Task goal |
The full listing should be set down exactly as it reads.

..............................

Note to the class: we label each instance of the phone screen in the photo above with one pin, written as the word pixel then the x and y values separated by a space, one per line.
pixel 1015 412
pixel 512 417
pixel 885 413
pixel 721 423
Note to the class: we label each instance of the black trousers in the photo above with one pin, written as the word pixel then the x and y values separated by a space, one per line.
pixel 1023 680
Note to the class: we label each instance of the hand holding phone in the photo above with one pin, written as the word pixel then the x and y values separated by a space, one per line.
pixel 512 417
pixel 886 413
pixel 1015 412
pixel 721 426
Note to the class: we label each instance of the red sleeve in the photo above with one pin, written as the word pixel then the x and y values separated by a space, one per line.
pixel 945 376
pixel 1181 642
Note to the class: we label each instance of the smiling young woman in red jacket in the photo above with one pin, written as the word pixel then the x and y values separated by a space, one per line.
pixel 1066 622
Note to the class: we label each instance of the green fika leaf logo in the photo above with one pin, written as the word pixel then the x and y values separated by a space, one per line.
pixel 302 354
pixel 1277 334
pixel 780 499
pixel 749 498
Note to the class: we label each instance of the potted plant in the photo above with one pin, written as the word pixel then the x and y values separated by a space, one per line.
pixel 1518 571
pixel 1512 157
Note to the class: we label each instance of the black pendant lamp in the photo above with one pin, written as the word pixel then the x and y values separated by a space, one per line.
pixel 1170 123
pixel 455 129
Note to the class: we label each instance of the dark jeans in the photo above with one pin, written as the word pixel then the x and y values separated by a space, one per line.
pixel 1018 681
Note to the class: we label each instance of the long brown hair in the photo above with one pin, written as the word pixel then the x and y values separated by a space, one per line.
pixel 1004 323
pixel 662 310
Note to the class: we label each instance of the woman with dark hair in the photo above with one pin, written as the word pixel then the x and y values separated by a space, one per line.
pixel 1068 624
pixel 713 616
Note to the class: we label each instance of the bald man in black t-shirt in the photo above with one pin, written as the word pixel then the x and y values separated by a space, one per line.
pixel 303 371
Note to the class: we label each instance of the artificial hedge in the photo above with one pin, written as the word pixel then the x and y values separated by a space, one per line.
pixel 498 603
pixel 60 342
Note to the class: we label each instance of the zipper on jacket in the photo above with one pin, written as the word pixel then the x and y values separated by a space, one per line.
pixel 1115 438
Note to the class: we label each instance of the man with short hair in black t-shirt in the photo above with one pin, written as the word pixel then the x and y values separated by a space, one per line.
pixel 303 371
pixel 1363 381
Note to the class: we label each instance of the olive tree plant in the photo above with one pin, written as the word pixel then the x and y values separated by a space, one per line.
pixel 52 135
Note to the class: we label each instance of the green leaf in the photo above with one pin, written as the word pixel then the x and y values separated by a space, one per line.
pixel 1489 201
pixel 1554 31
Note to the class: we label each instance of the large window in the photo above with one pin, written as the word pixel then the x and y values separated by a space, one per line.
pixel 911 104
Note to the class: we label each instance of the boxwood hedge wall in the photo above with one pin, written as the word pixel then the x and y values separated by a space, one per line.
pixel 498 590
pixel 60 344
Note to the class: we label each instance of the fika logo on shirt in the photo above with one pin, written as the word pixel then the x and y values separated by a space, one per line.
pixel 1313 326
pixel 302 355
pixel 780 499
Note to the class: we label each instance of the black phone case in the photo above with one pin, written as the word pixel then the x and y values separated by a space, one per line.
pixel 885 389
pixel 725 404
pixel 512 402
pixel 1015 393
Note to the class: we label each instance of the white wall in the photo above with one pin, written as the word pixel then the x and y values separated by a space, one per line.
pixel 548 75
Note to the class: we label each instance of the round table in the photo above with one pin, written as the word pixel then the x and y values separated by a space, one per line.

..............................

Output of the exercise |
Note to the class: we label each instance of the phone screen in the photo above with one pin, written as the word pixel then the x and y values separated by a space, one per line.
pixel 1015 412
pixel 512 417
pixel 885 413
pixel 721 423
Note to the class: we label each instance of the black trousers in the photo above with one pin, written as the word pixel then the x and y values separated by a space, one per line.
pixel 1023 680
Note to the class: we label each instance of the hand holding phone in the photo above with one pin, written as the word pixel then the x and y values separated by a space, one per line.
pixel 512 417
pixel 886 413
pixel 1015 412
pixel 721 426
Note to the class: we label each instance of the red sleeve in the photo above with one pin, written as the word pixel then the x and y values separated by a space, one per line.
pixel 945 376
pixel 1181 642
Note to the class: we label each instance of the smiling young woman in red jacket in the photo above with one pin, written as the word pixel then the x and y values separated by a space, one per line.
pixel 1066 622
Note to the class: we label each instance of the green fika leaf logo in the photo above with one pin, written as the word pixel then the x and y values separated by a space, one per line.
pixel 302 354
pixel 1277 334
pixel 780 499
pixel 749 498
Note to the class: we label each instance of the potted plant in the photo above with one pin, written as the word pixel then the x and y values separated by a space, one per line.
pixel 1518 571
pixel 1512 157
Note to the class: we label each instance of the black pendant lamp in the photo above with one pin, written as the word pixel then the x and y values separated by a space, one per line.
pixel 1170 123
pixel 455 129
Note to the class: we label each instance of the dark jeans in the photo above with one pin, written as the word pixel then the x and y values separated by a space, one per line.
pixel 1018 681
Note to the class: we label each instance of the long brown hair in the photo above with one pin, written as the word pixel then the x and y values separated by a space, one per line.
pixel 1004 323
pixel 662 310
Note to the class: we label each instance of the woman with dark hair in the photo above with one pin, written as the word pixel then the x and y values separated by a space, one per line.
pixel 1068 624
pixel 713 616
Note to the class: we label each instance of the bald man in black t-shirt in the photo above with one pin, written as the word pixel then the x and y values separated by a space, one per line.
pixel 303 371
Note to the class: we label each instance of the artificial hedge in the photo above with one pin, written as the word pixel then the x and y values separated by a space, one per line.
pixel 498 603
pixel 60 342
Note to the class: we label each instance of the zipper on jacket in the photo above with one pin, written as the word pixel then the x and y values separated by a space, one per line.
pixel 1115 438
Note to the class: we label each instance of the man with short hair in black t-shirt in the photo above with one pin, written as the word pixel then the x and y values separated by a space, one per line.
pixel 303 371
pixel 1363 381
Note to the class: we label each instance of the olive tree plant in the photo above with one pin, written as the word pixel then the x and y values separated by a space, one per line.
pixel 52 135
Note to the class: we label each instance of the green leaf in the photo above with one pin, written as the word pixel then the x and y values separated by a space, one per line.
pixel 1489 201
pixel 1554 31
Note to the class: we label each instance of the large window in the photo above with one pin, written as the word pixel then the x and y values separated by a space, one per line.
pixel 911 104
Note to the class: we label each instance of the boxwood hedge wall in the photo above with one pin, written as the word pixel then the x and y values separated by a space, one per line.
pixel 498 590
pixel 60 344
Note to the class: we label each instance of the fika logo on shirt in the photo above with one pin, written as the word pixel then the x and y values separated by a space, one per line.
pixel 1313 326
pixel 302 355
pixel 780 499
Note to the class: we label each instance of the black phone case in the photo above with one pin, written as the word pixel then the x and y values separated by a space, one per line.
pixel 885 389
pixel 725 404
pixel 512 402
pixel 1015 393
Note to the class: we label each instance of the white wall in the photo above with one pin, written as the word pixel then the x and y values separated by a space, one per line.
pixel 548 75
Note to the class: we label each instance of the round table in the photo above with one pin, written as the word pixel then the x and y values separated by a space, one per line.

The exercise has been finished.